[Object location annotation data]
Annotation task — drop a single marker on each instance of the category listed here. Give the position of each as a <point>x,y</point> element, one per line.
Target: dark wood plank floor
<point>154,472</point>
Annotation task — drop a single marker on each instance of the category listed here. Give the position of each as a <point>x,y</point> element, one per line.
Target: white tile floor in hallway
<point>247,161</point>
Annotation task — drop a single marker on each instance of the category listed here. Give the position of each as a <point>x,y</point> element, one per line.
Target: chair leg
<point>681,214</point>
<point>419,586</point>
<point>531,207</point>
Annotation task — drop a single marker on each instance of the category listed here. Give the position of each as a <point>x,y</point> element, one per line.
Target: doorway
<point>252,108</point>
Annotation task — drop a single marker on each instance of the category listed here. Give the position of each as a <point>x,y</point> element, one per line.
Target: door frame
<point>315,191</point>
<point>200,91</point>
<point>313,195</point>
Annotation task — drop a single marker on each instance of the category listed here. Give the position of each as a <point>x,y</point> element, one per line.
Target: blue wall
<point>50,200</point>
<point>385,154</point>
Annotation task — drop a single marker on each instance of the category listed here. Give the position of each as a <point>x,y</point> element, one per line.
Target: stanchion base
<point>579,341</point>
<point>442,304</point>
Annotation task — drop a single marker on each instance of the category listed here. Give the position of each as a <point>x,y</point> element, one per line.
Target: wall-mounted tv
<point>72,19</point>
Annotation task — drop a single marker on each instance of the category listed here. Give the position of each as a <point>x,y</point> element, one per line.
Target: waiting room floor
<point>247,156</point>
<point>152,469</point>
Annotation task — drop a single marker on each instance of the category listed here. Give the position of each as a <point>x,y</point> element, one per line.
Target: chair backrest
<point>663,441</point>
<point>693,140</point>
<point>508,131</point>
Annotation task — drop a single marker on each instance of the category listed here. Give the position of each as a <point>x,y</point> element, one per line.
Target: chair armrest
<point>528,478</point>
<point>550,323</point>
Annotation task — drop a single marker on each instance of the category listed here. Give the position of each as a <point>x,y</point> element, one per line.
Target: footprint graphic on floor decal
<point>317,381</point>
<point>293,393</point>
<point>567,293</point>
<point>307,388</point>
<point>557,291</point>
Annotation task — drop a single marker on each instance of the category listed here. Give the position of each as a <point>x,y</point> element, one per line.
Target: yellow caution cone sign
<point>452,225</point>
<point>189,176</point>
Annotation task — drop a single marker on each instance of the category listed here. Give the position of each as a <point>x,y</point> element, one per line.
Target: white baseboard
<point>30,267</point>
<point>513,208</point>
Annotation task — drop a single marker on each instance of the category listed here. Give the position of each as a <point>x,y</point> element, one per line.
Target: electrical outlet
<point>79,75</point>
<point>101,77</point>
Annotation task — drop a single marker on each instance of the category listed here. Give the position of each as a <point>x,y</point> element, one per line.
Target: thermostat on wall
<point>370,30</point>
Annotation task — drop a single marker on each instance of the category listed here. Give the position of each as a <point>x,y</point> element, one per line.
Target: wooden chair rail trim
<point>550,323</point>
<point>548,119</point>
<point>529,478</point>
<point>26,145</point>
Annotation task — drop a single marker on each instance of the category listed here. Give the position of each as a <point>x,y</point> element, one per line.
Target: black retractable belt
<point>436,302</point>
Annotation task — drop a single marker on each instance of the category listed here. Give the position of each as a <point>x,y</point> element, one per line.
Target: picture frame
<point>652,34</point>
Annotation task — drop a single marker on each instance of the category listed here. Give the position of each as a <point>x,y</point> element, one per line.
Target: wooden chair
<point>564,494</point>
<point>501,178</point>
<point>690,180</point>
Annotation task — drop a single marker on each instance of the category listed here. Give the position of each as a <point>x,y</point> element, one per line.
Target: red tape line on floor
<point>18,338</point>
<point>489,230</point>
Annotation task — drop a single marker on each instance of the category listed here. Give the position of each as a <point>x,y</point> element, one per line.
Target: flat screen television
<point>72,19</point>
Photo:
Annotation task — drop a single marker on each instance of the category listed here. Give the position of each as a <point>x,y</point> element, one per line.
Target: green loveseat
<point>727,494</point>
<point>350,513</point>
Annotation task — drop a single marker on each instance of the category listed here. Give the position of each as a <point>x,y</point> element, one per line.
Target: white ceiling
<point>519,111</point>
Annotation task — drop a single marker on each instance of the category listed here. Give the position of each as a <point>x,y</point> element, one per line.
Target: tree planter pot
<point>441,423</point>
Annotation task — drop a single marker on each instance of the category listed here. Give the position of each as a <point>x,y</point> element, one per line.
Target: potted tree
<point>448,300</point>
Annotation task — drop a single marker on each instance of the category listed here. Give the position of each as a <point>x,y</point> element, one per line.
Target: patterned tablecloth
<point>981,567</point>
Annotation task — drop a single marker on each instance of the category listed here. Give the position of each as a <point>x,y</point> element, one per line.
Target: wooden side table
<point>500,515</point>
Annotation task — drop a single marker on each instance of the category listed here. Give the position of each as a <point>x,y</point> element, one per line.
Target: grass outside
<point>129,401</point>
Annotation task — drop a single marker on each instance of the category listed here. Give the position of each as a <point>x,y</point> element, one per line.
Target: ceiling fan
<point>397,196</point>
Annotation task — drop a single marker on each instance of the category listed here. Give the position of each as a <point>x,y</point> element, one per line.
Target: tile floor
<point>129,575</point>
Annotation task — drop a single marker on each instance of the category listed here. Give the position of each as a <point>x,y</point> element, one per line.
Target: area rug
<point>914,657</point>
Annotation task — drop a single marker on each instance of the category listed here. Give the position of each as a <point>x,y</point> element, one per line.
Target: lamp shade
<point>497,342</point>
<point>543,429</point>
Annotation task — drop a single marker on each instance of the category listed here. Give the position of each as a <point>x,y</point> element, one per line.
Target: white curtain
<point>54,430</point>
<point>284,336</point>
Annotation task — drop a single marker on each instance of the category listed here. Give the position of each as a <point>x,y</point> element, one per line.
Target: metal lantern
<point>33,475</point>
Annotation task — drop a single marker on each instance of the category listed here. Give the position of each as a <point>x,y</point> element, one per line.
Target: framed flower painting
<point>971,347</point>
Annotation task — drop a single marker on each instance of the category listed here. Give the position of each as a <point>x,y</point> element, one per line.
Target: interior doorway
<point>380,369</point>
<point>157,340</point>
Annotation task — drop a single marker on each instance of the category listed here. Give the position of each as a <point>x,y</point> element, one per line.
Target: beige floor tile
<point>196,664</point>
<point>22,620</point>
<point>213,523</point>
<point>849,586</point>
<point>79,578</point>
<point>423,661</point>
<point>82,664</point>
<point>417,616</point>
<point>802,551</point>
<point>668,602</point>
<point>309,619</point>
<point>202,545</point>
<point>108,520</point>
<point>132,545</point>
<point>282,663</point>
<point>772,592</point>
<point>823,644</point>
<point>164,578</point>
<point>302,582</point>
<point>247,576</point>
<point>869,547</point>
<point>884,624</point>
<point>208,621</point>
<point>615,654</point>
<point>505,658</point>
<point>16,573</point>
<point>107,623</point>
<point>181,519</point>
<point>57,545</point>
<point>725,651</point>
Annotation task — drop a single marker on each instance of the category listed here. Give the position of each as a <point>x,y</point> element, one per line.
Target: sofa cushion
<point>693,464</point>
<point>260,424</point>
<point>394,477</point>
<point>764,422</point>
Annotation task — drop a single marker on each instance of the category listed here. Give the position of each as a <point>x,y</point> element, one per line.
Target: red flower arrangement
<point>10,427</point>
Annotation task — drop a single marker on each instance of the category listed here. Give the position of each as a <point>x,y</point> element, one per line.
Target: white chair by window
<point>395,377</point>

Exercise instructions — Render all of the material above as a numbered list, one item per line, and leave out any blank lines.

Worked solution —
1. Annotation task — drop a single marker on each instance of the category listed here. Give the position of each as a <point>x,y</point> element, one per line.
2. Target: dark wood plank floor
3. <point>154,472</point>
4. Annotation task — drop a single marker on each instance of the category listed here. Give the position of each as a <point>x,y</point> element, one per line.
5. Target: white tile floor in hallway
6. <point>247,161</point>
7. Annotation task — drop a single marker on each instance of the category listed here. Give the position of each as a <point>x,y</point> element, one per line.
8. Target: chair leg
9. <point>681,214</point>
10. <point>419,586</point>
11. <point>531,207</point>
12. Annotation task — drop a single marker on each instance of the category listed here. Give the position of each as a <point>x,y</point> element, one per line.
13. Target: doorway
14. <point>252,108</point>
15. Annotation task — drop a single marker on each instance of the category listed here. Give the position of each as a <point>x,y</point> element, one per line.
16. Target: door frame
17. <point>315,191</point>
18. <point>200,91</point>
19. <point>313,195</point>
20. Annotation task — drop a single marker on each instance of the category listed here. Give the position of each as a <point>x,y</point> element, one per line.
21. Target: blue wall
22. <point>50,200</point>
23. <point>385,154</point>
24. Annotation task — drop a single marker on each instance of the category listed here. Give the position of each as a <point>x,y</point> element, one per line.
25. Target: stanchion base
26. <point>579,341</point>
27. <point>442,304</point>
28. Annotation task — drop a single marker on each instance of the category listed here. Give the position of each as a <point>x,y</point> element, one per line.
29. Target: wall-mounted tv
30. <point>72,19</point>
31. Annotation task — drop a single marker on each instance of the category listed here. Give the position of each as a <point>x,y</point> element, one per line.
32. Target: waiting room floor
33. <point>247,156</point>
34. <point>152,469</point>
35. Annotation task — drop a single marker on each instance of the category listed here. Give the position of each as a <point>x,y</point> element, one per line.
36. Target: chair backrest
37. <point>663,441</point>
38. <point>693,140</point>
39. <point>508,131</point>
40. Annotation task — drop a single marker on each instance of the category listed here. Give the position of each as a <point>x,y</point> element, one per line.
41. Target: chair armrest
42. <point>528,478</point>
43. <point>550,323</point>
44. Annotation task — drop a single marker on each instance of the category listed here. Give the position of each as a <point>x,y</point> element, one per line.
45. Target: footprint graphic on floor decal
46. <point>317,381</point>
47. <point>293,393</point>
48. <point>567,293</point>
49. <point>307,388</point>
50. <point>557,291</point>
51. Annotation task — drop a single marker on each instance of the category listed here. Give the position of each as a <point>x,y</point> element, one per line.
52. Target: yellow caution cone sign
53. <point>452,225</point>
54. <point>189,176</point>
55. Annotation task — drop a single marker on each instance of the category listed here. Give the position of each as a <point>x,y</point> element, one per line.
56. Target: white baseboard
57. <point>30,267</point>
58. <point>513,208</point>
59. Annotation task — drop a single marker on each instance of the category listed here. Give the position of each as a <point>x,y</point> element, one per line.
60. Target: electrical outlet
61. <point>79,75</point>
62. <point>101,77</point>
63. Annotation task — drop a single marker on each instance of the category listed here. Give the position of each as a <point>x,y</point> element, one per line.
64. Target: thermostat on wall
65. <point>370,30</point>
66. Annotation task — drop a single marker on each instance of the category listed here. Give the position of each as a <point>x,y</point> element, one per line.
67. Target: wooden chair rail trim
68. <point>550,323</point>
69. <point>548,119</point>
70. <point>529,478</point>
71. <point>26,145</point>
72. Annotation task — drop a single marker on each instance of the category listed here. Give the position of each as a <point>x,y</point> element, one per line.
73. Target: black retractable belt
74. <point>436,302</point>
75. Annotation task — drop a single marker on each instance of the category listed here. Give the position of each as a <point>x,y</point> element, one per line.
76. Target: picture frame
77. <point>652,34</point>
78. Annotation task — drop a single marker on each instance of the category listed here. Give the position of each as a <point>x,y</point> element, one per line.
79. Target: wooden chair
80. <point>564,494</point>
81. <point>501,178</point>
82. <point>690,180</point>
83. Annotation task — drop a single marker on each instance of the category listed here. Give the position of each as a <point>x,y</point> element, one per line.
84. Target: red tape line on floor
85. <point>18,338</point>
86. <point>489,230</point>
87. Annotation task — drop a single marker on each instance of the category listed here. Give the position of each as a <point>x,y</point> element, one per line.
88. Target: flat screen television
89. <point>72,19</point>
90. Photo:
91. Annotation task — drop a single marker on each instance of the category listed here. Give the position of each as a <point>x,y</point> element, one per line.
92. Target: green loveseat
93. <point>727,494</point>
94. <point>350,513</point>
95. Annotation task — drop a single marker on each instance of the category listed here. Give the position of each as a <point>x,y</point> element, one per line.
96. Target: white ceiling
97. <point>519,111</point>
98. Annotation task — drop a single marker on each instance of the category listed here. Give the position of each as a <point>x,y</point> element, one per line.
99. Target: tree planter pot
100. <point>441,423</point>
101. Annotation task — drop a single marker on each instance of the category listed here. Give the position of each as a <point>x,y</point> element, one per line.
102. Target: potted tree
103. <point>448,300</point>
104. Annotation task — drop a single marker on each instance of the category listed here. Give the position of each as a <point>x,y</point> element, one per line.
105. Target: patterned tablecloth
106. <point>981,567</point>
107. Annotation task — drop a single marker on each instance of the category listed here. Give the position of each as a <point>x,y</point> element, one per line.
108. Target: wooden side table
109. <point>500,515</point>
110. Annotation task — drop a single marker on each instance of the category listed here. Give the position of each as a <point>x,y</point> element, one per line.
111. Target: grass outside
112. <point>129,401</point>
113. Annotation task — drop a single marker on each instance of the category listed here. Give the position of each as a <point>x,y</point> element, one per line.
114. Target: ceiling fan
115. <point>397,196</point>
116. Annotation task — drop a single marker on each instance of the category listed here. Give the position of each as a <point>x,y</point> element, one per line.
117. Target: tile floor
118. <point>129,575</point>
119. Annotation task — drop a single marker on each instance of the category listed here. Give the position of each as a <point>x,y</point> element, one per line.
120. Target: area rug
121. <point>914,657</point>
122. Annotation task — drop a single marker on each instance of the category listed here. Give the position of each as a <point>x,y</point> element, one per line.
123. Target: lamp shade
124. <point>497,342</point>
125. <point>543,429</point>
126. Annotation task — drop a single marker on each instance of the category listed here. Give the position of each as a <point>x,y</point> element, one per line.
127. Target: white curtain
128. <point>54,430</point>
129. <point>284,336</point>
130. Annotation task — drop a single marker on each instance of the category listed here. Give the position of each as a <point>x,y</point> element, one per line.
131. Target: metal lantern
132. <point>33,475</point>
133. Annotation task — drop a single marker on each instance of the category listed here. Give the position of each as a <point>x,y</point> element, one per line.
134. Target: framed flower painting
135. <point>971,347</point>
136. Annotation task — drop a single marker on each instance of the category listed here. Give the position of each as a <point>x,y</point> element, one per line.
137. Target: interior doorway
138. <point>380,369</point>
139. <point>157,340</point>
140. Annotation task — drop a single marker on each instance of the category listed here. Give the position of each as a <point>x,y</point> element, one per line.
141. Target: beige floor tile
142. <point>196,664</point>
143. <point>22,620</point>
144. <point>213,523</point>
145. <point>849,586</point>
146. <point>79,578</point>
147. <point>423,661</point>
148. <point>82,664</point>
149. <point>417,616</point>
150. <point>802,551</point>
151. <point>668,602</point>
152. <point>309,619</point>
153. <point>202,545</point>
154. <point>108,520</point>
155. <point>132,545</point>
156. <point>282,663</point>
157. <point>772,592</point>
158. <point>823,644</point>
159. <point>164,578</point>
160. <point>302,582</point>
161. <point>247,576</point>
162. <point>869,547</point>
163. <point>884,624</point>
164. <point>208,621</point>
165. <point>615,654</point>
166. <point>505,658</point>
167. <point>16,573</point>
168. <point>107,623</point>
169. <point>181,519</point>
170. <point>57,545</point>
171. <point>725,651</point>
172. Annotation task — drop a single marker on each instance of the category listed here. Give the position of each as a <point>x,y</point> element, one per line.
173. Target: sofa cushion
174. <point>693,464</point>
175. <point>260,424</point>
176. <point>394,477</point>
177. <point>764,422</point>
178. Annotation task — drop a single marker on each instance of the category listed here. Give the position of each as a <point>x,y</point> element, one per line.
179. Target: red flower arrangement
180. <point>10,427</point>
181. Annotation task — drop a single marker on each instance of the category listed here. Give the position of each as a <point>x,y</point> element, one per line.
182. Target: white chair by window
183. <point>395,377</point>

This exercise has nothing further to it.